-- PAGE EXCERPT follows --

If you know this blog you know I've had my own drugged demon visitations (see here) -- I believe the boundary line between the real and the vividly imagined is traversable in ways our minds as yet cannot consciously grasp, but who knows if certain ancient cults haven't figured out how to do just that, to creep in through the basement of our psyches and partially manifest? They can't all have been wiped out by the flood and then Attilla the Hun, then Genghis Kahn and then the Christians. 

For instance just last night on Late Night with Craig Ferguson he was talking with an author about how characters sometimes break away from you when you're writing them - they show up in places and do things you don't consciously expect as you're writing - as if they notice you writing about them. I had that happen to me writing my first novel wherein my character realizes some people he met the other night at a coke party are Yaqui crow trickster shamans, and right at that moment I could feel real Yaqui crow trickster shamans sensing me writing about them, and they began to begin to stir in their far-off nests, sending psychic representations forth through the gossamer tubeways of thought to climb out of the page to get me, like they could blind me or destroy me with their unified field of chant just as the coven had done to Tony Curtis in RB. Were these the same shaman who guided Carlos Castaneda? That you only had to start writing about them and they'd flutter up through the interdimensional tubeways into your unconscious and take over the typewriter?

-- PAGE EXCERPT concluded --
-- SOURCE INFORMATION follows --

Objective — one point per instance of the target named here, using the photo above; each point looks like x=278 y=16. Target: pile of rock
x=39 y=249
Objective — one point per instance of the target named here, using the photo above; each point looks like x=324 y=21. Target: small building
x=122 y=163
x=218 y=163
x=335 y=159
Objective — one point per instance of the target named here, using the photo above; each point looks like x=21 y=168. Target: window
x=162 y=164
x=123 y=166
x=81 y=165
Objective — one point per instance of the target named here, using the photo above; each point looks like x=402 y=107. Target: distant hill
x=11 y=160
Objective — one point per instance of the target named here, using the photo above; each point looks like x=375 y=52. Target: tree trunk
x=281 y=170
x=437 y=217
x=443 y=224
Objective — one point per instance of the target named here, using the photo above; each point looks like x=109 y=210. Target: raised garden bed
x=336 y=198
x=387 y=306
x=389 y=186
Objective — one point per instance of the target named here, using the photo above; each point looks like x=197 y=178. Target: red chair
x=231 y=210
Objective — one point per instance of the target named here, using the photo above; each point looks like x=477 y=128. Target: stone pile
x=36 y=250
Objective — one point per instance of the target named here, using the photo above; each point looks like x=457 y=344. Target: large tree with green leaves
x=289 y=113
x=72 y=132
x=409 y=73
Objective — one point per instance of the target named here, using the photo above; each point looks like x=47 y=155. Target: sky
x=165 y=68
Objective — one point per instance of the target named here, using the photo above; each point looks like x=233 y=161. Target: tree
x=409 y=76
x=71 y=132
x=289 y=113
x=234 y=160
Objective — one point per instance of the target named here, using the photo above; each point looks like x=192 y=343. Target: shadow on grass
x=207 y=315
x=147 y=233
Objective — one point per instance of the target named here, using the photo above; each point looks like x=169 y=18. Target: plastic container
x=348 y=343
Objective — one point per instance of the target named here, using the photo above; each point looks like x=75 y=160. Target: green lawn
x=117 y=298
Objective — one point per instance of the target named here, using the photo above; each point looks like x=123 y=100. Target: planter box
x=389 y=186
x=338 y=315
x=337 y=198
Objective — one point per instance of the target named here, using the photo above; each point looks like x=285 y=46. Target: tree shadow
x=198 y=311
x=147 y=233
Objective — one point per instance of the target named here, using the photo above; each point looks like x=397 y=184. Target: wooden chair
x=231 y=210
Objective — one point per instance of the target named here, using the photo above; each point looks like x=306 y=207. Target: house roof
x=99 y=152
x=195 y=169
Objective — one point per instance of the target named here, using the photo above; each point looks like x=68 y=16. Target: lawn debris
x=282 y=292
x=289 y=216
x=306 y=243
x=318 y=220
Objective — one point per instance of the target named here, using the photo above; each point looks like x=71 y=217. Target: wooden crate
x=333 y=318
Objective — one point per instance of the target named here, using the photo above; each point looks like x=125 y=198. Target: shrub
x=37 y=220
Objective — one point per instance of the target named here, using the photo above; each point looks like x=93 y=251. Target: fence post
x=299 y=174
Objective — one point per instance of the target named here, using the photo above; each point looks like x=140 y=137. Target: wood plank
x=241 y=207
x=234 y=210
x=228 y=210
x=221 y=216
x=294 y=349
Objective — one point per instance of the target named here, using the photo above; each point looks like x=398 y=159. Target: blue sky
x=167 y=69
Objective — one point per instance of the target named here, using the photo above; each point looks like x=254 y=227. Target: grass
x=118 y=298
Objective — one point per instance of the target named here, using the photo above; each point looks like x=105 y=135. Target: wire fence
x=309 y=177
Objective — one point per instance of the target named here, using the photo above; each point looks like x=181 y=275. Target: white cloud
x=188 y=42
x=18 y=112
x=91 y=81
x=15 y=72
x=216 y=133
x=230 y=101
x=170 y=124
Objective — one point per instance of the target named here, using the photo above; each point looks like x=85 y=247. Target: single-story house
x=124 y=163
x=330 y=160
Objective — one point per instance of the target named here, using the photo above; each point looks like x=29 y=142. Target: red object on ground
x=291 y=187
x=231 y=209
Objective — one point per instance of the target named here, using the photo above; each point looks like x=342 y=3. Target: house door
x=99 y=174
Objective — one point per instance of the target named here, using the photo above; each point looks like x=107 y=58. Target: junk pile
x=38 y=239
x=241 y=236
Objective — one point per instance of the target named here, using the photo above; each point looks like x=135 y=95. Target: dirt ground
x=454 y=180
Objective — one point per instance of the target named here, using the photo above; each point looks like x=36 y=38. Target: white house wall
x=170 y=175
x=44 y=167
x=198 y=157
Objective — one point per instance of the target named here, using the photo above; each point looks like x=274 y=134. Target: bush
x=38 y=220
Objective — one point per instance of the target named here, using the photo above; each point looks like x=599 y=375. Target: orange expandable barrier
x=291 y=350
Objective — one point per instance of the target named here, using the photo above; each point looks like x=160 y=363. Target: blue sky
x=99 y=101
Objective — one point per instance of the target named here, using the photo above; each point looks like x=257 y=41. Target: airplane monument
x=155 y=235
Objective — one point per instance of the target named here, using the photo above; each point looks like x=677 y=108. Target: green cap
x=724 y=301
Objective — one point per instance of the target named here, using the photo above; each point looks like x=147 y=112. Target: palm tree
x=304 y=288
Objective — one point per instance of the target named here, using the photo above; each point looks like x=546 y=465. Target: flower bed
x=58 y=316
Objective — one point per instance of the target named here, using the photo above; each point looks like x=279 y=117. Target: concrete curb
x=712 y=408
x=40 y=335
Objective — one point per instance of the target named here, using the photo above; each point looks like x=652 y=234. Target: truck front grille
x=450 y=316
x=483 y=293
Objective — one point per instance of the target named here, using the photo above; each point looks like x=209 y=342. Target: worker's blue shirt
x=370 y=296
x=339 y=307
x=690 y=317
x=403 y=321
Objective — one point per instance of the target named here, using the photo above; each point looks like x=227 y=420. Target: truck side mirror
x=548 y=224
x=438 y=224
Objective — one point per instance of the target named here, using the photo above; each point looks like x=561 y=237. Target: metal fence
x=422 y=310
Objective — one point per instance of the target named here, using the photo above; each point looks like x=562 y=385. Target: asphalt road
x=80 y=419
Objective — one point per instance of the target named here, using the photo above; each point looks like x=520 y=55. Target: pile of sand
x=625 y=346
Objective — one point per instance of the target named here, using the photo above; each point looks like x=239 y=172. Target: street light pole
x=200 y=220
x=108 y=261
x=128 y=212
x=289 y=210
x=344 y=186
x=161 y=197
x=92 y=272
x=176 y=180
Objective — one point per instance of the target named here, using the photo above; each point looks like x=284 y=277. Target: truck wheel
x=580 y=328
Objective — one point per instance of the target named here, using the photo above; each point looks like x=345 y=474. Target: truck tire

-- SOURCE INFORMATION concluded --

■ **EXERCISE INSTRUCTIONS**:
**A)** In the blog post, what belief does the writer give as the basis for wondering whether certain ancient cults might creep into our psyches and partially manifest? Answer in one to three sentences.
**B)** Repeat the part of the blog post that begins with the words containing "If you know" and ends with "then the Christians.".

■ **REPLIES**:
**A)** The writer believes the boundary line between the real and the vividly imagined can be crossed in ways our minds cannot yet consciously grasp. On that basis, the writer wonders whether certain ancient cults have figured out how to cross it, creeping in through the basement of our psyches to partially manifest.

**B)**
If you know this blog you know I've had my own drugged demon visitations (see here) -- I believe the boundary line between the real and the vividly imagined is traversable in ways our minds as yet cannot consciously grasp, but who knows if certain ancient cults haven't figured out how to do just that, to creep in through the basement of our psyches and partially manifest? They can't all have been wiped out by the flood and then Attilla the Hun, then Genghis Kahn and then the Christians.